### [Material to process]
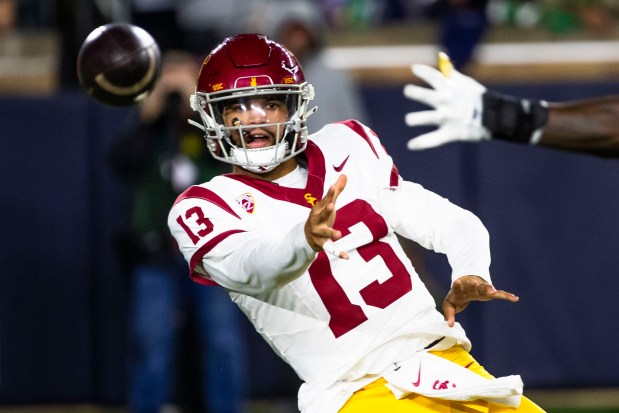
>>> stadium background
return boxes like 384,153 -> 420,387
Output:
0,1 -> 619,413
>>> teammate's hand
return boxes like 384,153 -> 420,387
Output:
443,275 -> 519,327
404,53 -> 490,150
305,175 -> 348,259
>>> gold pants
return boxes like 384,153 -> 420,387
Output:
339,346 -> 544,413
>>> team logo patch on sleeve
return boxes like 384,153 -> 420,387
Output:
236,192 -> 255,214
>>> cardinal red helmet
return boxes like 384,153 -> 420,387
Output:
191,33 -> 314,173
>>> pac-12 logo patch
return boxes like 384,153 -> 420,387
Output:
236,192 -> 255,214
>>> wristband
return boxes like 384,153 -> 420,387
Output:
482,92 -> 548,144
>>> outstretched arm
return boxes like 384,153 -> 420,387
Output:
404,54 -> 619,157
443,275 -> 519,327
538,95 -> 619,158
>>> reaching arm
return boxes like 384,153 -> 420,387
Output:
404,54 -> 619,157
538,95 -> 619,158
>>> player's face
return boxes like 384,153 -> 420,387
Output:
222,97 -> 288,149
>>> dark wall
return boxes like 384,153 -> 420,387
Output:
365,83 -> 619,387
0,79 -> 619,404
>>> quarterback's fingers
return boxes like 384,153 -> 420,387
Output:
492,290 -> 520,303
406,129 -> 451,151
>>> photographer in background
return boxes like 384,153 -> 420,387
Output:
110,50 -> 246,413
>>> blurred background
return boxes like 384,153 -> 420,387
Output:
0,0 -> 619,413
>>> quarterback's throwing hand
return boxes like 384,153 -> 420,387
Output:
305,175 -> 348,260
443,275 -> 519,327
404,54 -> 490,150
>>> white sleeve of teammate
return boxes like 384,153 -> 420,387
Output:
202,222 -> 316,295
381,180 -> 492,283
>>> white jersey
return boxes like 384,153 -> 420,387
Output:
169,121 -> 491,413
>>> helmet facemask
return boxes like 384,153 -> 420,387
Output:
190,82 -> 314,173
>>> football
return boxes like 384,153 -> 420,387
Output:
77,23 -> 161,106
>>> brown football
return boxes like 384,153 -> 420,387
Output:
77,23 -> 161,106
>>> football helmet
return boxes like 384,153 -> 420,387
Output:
189,33 -> 316,173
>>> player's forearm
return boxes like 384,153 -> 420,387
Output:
538,95 -> 619,158
203,225 -> 316,294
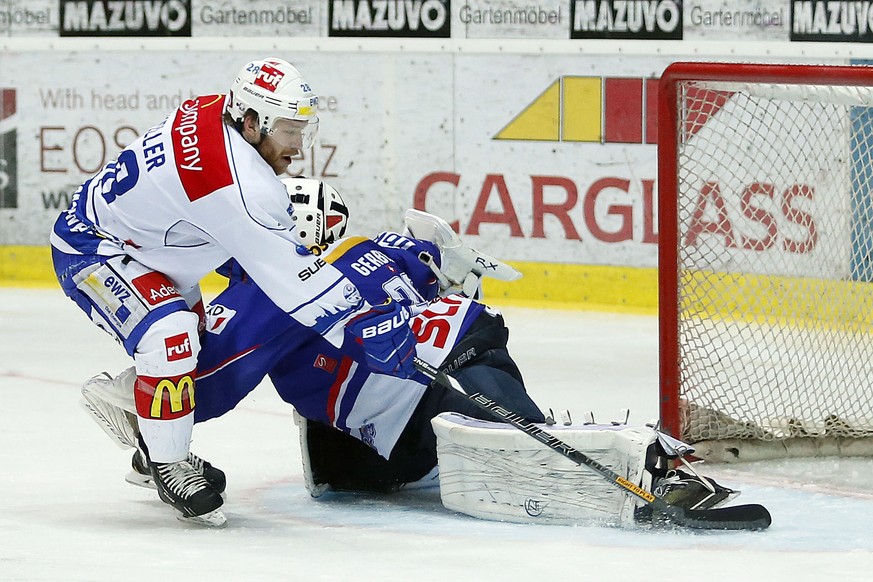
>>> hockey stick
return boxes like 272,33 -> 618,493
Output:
415,357 -> 771,530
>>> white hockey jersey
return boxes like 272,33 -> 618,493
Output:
51,95 -> 365,345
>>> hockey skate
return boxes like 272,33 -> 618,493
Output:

### [Aim of the task]
Reproduce every row with each "jersey" renamed to "shirt" and everything else unchanged. Leave out the pictures.

### [Exercise output]
>>> stadium background
return boxes like 384,153 -> 420,387
Output:
0,1 -> 619,413
>>> teammate's hand
return boxes like 384,153 -> 420,387
Output:
443,275 -> 519,327
404,53 -> 490,150
305,175 -> 348,259
>>> gold pants
return boxes like 384,153 -> 420,387
Output:
339,346 -> 544,413
>>> team logo patch on sleeve
return boxes like 384,153 -> 420,387
Output:
236,192 -> 255,214
>>> cardinal red helmet
return boxes like 384,153 -> 420,387
Output:
191,33 -> 314,173
>>> pac-12 logo patch
return boxes like 384,153 -> 420,387
Output:
236,192 -> 255,214
>>> wristband
return boxes like 384,153 -> 420,387
Output:
482,92 -> 548,144
>>> outstretched arm
return boxes like 384,153 -> 420,387
Output:
404,54 -> 619,157
443,275 -> 519,327
538,95 -> 619,158
>>> reaching arm
return boxes like 384,153 -> 420,387
Output:
404,54 -> 619,157
538,95 -> 619,158
>>> player's face
return boxes like 384,153 -> 420,387
Output:
222,97 -> 288,149
>>> dark wall
return boxes like 384,153 -> 420,387
Output:
365,83 -> 619,387
0,79 -> 619,404
>>> quarterback's fingers
return boxes like 384,153 -> 420,387
Output:
492,290 -> 520,303
406,129 -> 451,151
>>> photographer in background
return boxes like 384,153 -> 420,387
Output:
110,50 -> 246,413
>>> blurred background
return boxes like 384,153 -> 420,387
Output:
0,0 -> 619,413
>>> quarterback's throwing hand
return boxes like 384,153 -> 420,387
Output:
305,175 -> 348,260
443,275 -> 519,327
404,54 -> 490,150
>>> white sleeve of teammate
return boxes like 384,153 -> 420,387
Output:
202,222 -> 316,295
381,180 -> 492,283
>>> white shirt
return boxes like 384,153 -> 420,387
Output:
169,121 -> 491,413
>>> helmet facemask
return boxes like 384,153 -> 420,387
Output:
190,82 -> 314,173
>>> football
return boxes like 384,153 -> 420,387
Output:
77,23 -> 161,106
>>> brown football
return boxes like 384,153 -> 420,387
Output:
77,23 -> 161,106
>>> football helmet
return boxes like 384,153 -> 420,387
Output:
189,33 -> 316,173
>>> player's forearm
return boxes like 384,153 -> 420,387
Output:
538,95 -> 619,158
203,225 -> 316,294
>>> hockey stick
return boxes like 272,33 -> 618,493
Output:
415,357 -> 771,530
>>> white hockey shirt
return boxes like 272,33 -> 618,493
Output:
51,95 -> 365,345
>>> hockey skate
return boxes like 272,33 -> 618,493
Output:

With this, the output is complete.